WHAT THIS TASK INVOLVES –
Print the data exactly as it is given, please.
+ + +
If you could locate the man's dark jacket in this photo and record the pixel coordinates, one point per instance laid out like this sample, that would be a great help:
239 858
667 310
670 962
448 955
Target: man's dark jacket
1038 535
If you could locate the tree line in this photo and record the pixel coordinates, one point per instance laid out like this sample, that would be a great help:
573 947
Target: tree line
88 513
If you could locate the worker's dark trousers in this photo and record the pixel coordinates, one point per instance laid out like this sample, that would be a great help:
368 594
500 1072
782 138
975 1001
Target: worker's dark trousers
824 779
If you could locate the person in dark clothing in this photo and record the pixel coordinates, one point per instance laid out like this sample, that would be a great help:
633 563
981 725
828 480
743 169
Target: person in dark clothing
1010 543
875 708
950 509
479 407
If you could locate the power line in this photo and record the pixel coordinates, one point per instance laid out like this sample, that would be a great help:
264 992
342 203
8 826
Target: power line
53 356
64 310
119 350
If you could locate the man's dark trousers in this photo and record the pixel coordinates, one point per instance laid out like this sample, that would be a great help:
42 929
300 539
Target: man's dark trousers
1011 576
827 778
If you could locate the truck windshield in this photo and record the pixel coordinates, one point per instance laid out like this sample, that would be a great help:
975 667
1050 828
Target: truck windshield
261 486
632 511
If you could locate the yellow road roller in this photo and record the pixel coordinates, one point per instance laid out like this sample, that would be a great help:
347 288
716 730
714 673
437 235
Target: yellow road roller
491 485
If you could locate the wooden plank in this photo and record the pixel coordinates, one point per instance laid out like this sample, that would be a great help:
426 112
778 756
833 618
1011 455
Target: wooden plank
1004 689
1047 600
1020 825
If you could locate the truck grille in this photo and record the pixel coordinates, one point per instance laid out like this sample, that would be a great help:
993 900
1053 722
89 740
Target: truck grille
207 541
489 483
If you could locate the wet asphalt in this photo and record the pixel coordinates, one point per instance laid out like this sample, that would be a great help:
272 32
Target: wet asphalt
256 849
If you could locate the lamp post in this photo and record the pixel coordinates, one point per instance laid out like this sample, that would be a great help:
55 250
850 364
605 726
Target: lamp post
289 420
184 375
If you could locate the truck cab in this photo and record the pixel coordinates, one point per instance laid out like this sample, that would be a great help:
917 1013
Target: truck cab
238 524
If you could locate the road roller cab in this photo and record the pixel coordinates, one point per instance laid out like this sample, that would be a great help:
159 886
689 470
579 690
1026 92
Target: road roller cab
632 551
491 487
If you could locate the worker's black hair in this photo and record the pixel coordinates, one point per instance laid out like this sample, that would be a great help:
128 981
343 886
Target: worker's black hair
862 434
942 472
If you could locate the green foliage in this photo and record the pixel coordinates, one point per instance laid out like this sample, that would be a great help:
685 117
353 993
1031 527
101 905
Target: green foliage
+ + +
TASK SOLUTION –
If you could locate the man's dark jacket in this photo and record the pixel coordinates, one point per instance laid out like this sample, that would be a great help:
239 858
667 310
670 962
448 955
Target: man's dark jacket
1038 535
If you could locate the tree line in this photo and record the pixel coordinates, one point per instance laid out like this sample, that would be a great help:
573 947
Target: tree line
88 513
If you could locate the worker's dark trousers in this photo and record the pixel coordinates, one point per instance laid out like this sample, that would be a great help:
368 594
500 1072
782 138
975 1001
Target: worker's dark trousers
824 779
If you could locate the person in dark clothing in this photo and record the pixel coordinates, one point per instance laid out like this sample, that would be a great help:
633 563
981 725
828 480
743 169
Target: person in dark clothing
1010 543
875 708
950 509
479 407
If you could locate the power line in this photo and record the pixel coordinates, one point per instance laid out like this sample, that would be a great help:
264 992
342 203
8 826
Target: power line
53 356
64 310
119 350
If you could locate the man's dark trousers in this photo and record the pixel coordinates, one point per instance laid out like this sample, that would be a great help:
42 929
300 539
Target: man's dark trousers
1011 576
827 778
If you could locate the truck windshield in this photo and record the pixel coordinates, one point per instance laid out like this sample, that would be a great help:
975 667
1050 828
Target: truck windshield
261 486
632 511
If you could locate the yellow road roller in this photo and record the pixel coordinates, one point per instance laid out like this sample, that would be a great help:
347 288
716 730
714 673
437 235
Target: yellow road roller
491 485
If you could locate the wooden plank in this photo and record the pixel coordinates, one point per instance laid out like this sample, that would be a great help:
426 112
778 756
833 618
1011 455
Target: wooden plank
1004 689
1047 600
1020 825
If you could locate the truck grille in this photo and record the pixel coordinates, one point per instance laid out like this sample, that would be a great help:
993 900
1053 722
89 740
Target: truck grille
207 541
489 483
If you could locate the wet asphalt in this photo and record the pixel coordinates, one point per instance laid out like this sample, that would be a great help:
272 32
Target: wet asphalt
256 849
If you could locate the lamp post in this photo and record the pixel coordinates, one point per instance laid out like this sample, that would be a great help:
55 250
850 364
605 726
Target: lamp post
289 420
184 375
If you could locate the truck cab in this photo and record the pixel coordinates, one point per instance laid out like this sample, that would be a great help:
917 1013
Target: truck cab
238 524
If you could locate the road roller cab in this photo and record the pixel coordinates, one point per instance laid out like this sample, that would be a great help:
159 886
689 470
579 690
1026 92
Target: road roller cab
632 551
491 487
If you could locate the worker's black hair in this photo and record the pixel coordinates, one point per instance laid out like this sample, that would be a great help:
128 981
343 886
Target: worker's black hair
862 434
942 472
If you could locate the green foliage in this photo and record the pixel coordinates, one point per instance laid out like this sample, that would be a great help:
685 117
353 993
1031 527
101 905
Target: green foliage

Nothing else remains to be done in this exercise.